**What you will do**. Copy the part of the records that opens with the line containing "Where can you spot the man standing" and runs through the end of the records, both ends included, requests and all. Offset each answer coordinate by adding 74 to both of its numbers, and leave the sample coordinates under each request as they are.

**Data provided**.
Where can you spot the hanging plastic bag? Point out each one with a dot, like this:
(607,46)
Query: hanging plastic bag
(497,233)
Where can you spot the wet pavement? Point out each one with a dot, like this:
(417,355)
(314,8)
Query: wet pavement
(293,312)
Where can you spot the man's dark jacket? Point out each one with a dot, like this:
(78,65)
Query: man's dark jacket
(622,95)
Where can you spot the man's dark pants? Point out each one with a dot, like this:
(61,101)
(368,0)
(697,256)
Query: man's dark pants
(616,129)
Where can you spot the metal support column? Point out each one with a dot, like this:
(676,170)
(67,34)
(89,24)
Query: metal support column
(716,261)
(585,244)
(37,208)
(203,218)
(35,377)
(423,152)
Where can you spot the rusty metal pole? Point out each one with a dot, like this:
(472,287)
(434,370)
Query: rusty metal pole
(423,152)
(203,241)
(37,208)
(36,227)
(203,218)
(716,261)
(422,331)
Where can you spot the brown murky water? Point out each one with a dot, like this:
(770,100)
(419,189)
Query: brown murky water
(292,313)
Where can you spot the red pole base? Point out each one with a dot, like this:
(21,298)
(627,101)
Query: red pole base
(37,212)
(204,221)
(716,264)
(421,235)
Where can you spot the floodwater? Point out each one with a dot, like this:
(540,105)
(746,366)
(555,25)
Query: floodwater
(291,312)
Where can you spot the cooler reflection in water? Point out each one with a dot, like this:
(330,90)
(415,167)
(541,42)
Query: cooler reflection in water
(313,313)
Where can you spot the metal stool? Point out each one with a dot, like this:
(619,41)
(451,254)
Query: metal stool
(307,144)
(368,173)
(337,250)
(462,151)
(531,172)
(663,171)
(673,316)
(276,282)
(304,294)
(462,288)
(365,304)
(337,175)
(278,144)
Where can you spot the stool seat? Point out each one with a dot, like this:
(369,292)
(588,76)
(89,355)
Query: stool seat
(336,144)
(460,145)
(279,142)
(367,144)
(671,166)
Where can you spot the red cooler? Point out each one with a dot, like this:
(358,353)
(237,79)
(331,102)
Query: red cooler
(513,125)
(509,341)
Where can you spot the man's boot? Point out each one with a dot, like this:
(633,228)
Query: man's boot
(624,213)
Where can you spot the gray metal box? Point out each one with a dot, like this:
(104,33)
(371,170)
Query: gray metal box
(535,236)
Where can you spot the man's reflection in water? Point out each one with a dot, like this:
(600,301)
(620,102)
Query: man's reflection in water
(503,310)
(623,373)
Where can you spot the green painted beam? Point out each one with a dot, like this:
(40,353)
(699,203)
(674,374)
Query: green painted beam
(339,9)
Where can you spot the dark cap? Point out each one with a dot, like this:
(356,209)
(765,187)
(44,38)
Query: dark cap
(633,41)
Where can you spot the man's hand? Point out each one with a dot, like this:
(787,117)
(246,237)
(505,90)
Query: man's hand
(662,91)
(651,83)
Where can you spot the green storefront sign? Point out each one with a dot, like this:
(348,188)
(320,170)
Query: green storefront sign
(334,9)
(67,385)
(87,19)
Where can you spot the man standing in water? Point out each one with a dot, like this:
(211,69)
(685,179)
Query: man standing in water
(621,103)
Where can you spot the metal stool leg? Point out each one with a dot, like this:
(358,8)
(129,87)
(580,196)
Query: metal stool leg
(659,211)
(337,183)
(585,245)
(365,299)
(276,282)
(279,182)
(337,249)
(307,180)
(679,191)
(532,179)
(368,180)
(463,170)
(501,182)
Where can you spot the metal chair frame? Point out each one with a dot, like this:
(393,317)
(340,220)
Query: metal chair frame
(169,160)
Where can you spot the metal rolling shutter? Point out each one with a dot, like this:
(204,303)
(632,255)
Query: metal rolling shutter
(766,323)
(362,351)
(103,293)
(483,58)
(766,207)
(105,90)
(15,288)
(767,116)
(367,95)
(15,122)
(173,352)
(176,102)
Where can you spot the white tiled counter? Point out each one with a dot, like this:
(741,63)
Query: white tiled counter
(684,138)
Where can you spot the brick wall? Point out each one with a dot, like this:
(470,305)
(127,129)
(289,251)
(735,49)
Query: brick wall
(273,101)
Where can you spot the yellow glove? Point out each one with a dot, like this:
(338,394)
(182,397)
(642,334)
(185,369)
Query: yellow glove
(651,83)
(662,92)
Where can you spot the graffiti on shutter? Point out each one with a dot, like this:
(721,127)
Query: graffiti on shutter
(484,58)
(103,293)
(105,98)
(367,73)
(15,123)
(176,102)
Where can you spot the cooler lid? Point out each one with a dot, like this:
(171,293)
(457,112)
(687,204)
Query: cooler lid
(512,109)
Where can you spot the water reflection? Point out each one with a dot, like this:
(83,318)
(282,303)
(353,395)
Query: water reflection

**The response**.
Where can you spot the man standing in water? Point out each one with a dot, like this:
(211,69)
(685,179)
Query: man standing in water
(695,177)
Where can you spot the metal stool leg? Point out each one with a dot, like this:
(358,8)
(129,87)
(580,196)
Query: metal stool leg
(733,285)
(411,257)
(659,319)
(439,373)
(350,356)
(353,256)
(411,323)
(381,254)
(753,265)
(606,253)
(442,254)
(537,244)
(575,256)
Where can you spot the metal chair frame? Point out each one with a dot, like this:
(393,317)
(340,220)
Query: metal chair frame
(243,234)
Where can you spot the metal rolling shutter? Point out each one with a dot, like this:
(204,303)
(632,255)
Query: metal rolling shutter
(840,397)
(436,425)
(177,367)
(557,132)
(840,281)
(179,164)
(89,362)
(841,190)
(441,169)
(89,196)
(247,426)
(250,176)
Where can you spot the white tiled counter? Point out each one with a dot, like this:
(741,63)
Query: white tiled counter
(758,212)
Where can you spot the brick wall? Point out each one with a dot, like this:
(470,305)
(127,129)
(289,251)
(735,49)
Query: brick wall
(347,175)
Where can you spot the yellow glove? Point out each one with a dot, like this:
(338,394)
(182,397)
(642,334)
(185,369)
Query: yellow glove
(725,157)
(736,166)
Where can you spot the graffiti on shutter? Point out each one with a dot, like this:
(721,127)
Query: graffiti on shutter
(558,132)
(177,367)
(179,172)
(441,147)
(89,197)
(250,176)
Where can you spot the cooler lid? Point out each one with a dot, like this:
(171,293)
(457,112)
(687,204)
Query: cooler lid
(586,183)
Where can you spot the water reflection? Point out each one with a dot, like this:
(83,318)
(282,303)
(353,395)
Query: water reflection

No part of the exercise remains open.